**INSTRUCCIONES:**
(1) Según el texto sobre el documental Midnight Traveler, ¿cuántos kilómetros terminó abarcando el viaje de exilio de la familia?
(2) Devuelve sin cambios el fragmento del texto sobre el documental Midnight Traveler que empieza en las palabras "Aún no lo saben" y termina después de "centros de detención.".
(3) Retoma el texto sobre el documental Midnight Traveler justo después de su última oración.

**TEXTO PROPORCIONADO:**
::::::::

Así empieza Midnight Traveler (Viajero de medianoche), documental del cineasta Hassan Fazili, que huyó de Afganistán junto con su esposa, Fátima Hussaini y sus dos hijas: Narguis y Zahra.
Aún no lo saben pero ese viaje de exilio hacia Europa, que imaginan por avión y vías legales desde Tayikistán, se va a convertir en un periplo de 5 mil 600 kilómetros y tres años, a lo largo del cual les tocará jugarse la vida para cruzar clandestinamente, de noche, las fronteras de Irán, Turquía, Bulgaria, Serbia y Hungría. En cada país acabarán en refugios improvisados, insalubres campos de migrantes o centros de detención.
“Fue difícil. A lo largo de estos tres años sentimos que nuestra existencia había perdido todo valor y que sobrábamos en este mundo. Nos salvaron la cohesión de nuestra célula familiar y la decisión de grabar todo este recorrido para realizar un documental. No elegimos nuestra suerte de migrantes ilegales. Nos cayó encima. Grabar nos permitió retomar en cierta medida las riendas de nuestro destino catastrófico, dio de nuevo sentido a nuestra existencia hecha pedazos y mantuvo viva la llamita de la esperanza. Esta película no la hice solo. Los cuatro nos turnamos nuestros tres celulares y grabamos”, confía Hassan Fazili a la corresponsal, de paso por París, donde acaba de estrenarse Midnight Traveler.

::::::::

**LISTADO:**
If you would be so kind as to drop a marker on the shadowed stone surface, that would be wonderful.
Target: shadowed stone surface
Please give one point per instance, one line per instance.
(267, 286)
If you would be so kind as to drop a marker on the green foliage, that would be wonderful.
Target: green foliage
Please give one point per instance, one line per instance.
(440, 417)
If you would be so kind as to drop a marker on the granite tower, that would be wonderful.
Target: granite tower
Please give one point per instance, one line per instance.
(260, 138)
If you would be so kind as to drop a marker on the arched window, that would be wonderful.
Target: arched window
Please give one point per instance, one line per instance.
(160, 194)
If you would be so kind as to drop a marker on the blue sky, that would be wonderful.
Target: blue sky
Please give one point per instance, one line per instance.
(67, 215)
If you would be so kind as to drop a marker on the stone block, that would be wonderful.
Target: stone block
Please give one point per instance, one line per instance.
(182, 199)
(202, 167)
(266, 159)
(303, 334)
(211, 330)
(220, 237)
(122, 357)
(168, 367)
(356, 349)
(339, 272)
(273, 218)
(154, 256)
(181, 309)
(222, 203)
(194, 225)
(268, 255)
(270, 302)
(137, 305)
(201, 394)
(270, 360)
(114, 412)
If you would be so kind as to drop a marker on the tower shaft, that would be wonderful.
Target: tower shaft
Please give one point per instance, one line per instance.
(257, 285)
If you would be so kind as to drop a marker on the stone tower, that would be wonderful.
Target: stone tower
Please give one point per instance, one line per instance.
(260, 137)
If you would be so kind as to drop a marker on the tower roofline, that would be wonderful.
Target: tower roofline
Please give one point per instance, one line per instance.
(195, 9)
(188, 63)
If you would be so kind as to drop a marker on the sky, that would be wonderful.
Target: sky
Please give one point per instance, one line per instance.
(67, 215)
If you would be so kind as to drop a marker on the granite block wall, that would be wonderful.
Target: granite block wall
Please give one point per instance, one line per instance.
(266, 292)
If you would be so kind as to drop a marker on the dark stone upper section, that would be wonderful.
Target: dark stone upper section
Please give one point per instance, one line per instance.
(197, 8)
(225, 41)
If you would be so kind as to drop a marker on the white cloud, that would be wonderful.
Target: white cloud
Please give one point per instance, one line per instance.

::::::::

**RESULTADOS FINALES:**
(1) 5 mil 600 kilómetros.

(2)
Aún no lo saben pero ese viaje de exilio hacia Europa, que imaginan por avión y vías legales desde Tayikistán, se va a convertir en un periplo de 5 mil 600 kilómetros y tres años, a lo largo del cual les tocará jugarse la vida para cruzar clandestinamente, de noche, las fronteras de Irán, Turquía, Bulgaria, Serbia y Hungría. En cada país acabarán en refugios improvisados, insalubres campos de migrantes o centros de detención.

(3)
El café bohemio
La vida de Hassan y de Fátima en Afganistán fue una larga lucha para librarse del peso de la religión y dedicarse al arte.
En la película, Fazili cuenta que es descendiente de mullahs, eruditos musulmanes y responsables religiosos. Lo fueron su tatarabuelo, su bisabuelo, su abuelo y su padre, así como lo son sus seis hermanos. El realizador es el único que escogió un camino distinto.
“De adolescente perdí un ojo trabajando en una fábrica. Al principio me desesperé, pero paradójicamente fue gracias a esa desgracia que llegué al cine”, cuenta con humor. “Descubrir el séptimo arte me dio la sensación de recobrar la vista y de tener una mirada distinta sobre el mundo”.
Autodidacta, Fazili venció todos los obstáculos para lanzarse a la realización de cortometrajes, series televisivas y documentales al tiempo que montó obras de teatro. Insiste, sin embargo, en que el camino de su esposa fue mucho más arduo que el suyo.
“Fátima nació en una familia ultrarreligiosa que no le permitió ir a la escuela. Fue sólo después de nuestro matrimonio que empezó a estudiar. Recobró pronto el tiempo perdido y acabó estudiando actuación y realización cinematográfica.
“El papel que interpretó en una exitosa serie televisiva le costó caro. Su fama se convirtió en deshonra para su familia, que rompió con ella. Unos familiares inclusive la amenazaron de muerte por ser una ‘mujer indecente’, pero su maldición no pasó a mayores.”
La situación de la pareja se volvió crítica después de que abrió un café bohemio donde se juntaban artistas e intelectuales para conversar de todo y escuchar canciones de protesta. Acorralados por el clero y hostigados por la policía, Hassan y Fátima tuvieron que cerrar el lugar.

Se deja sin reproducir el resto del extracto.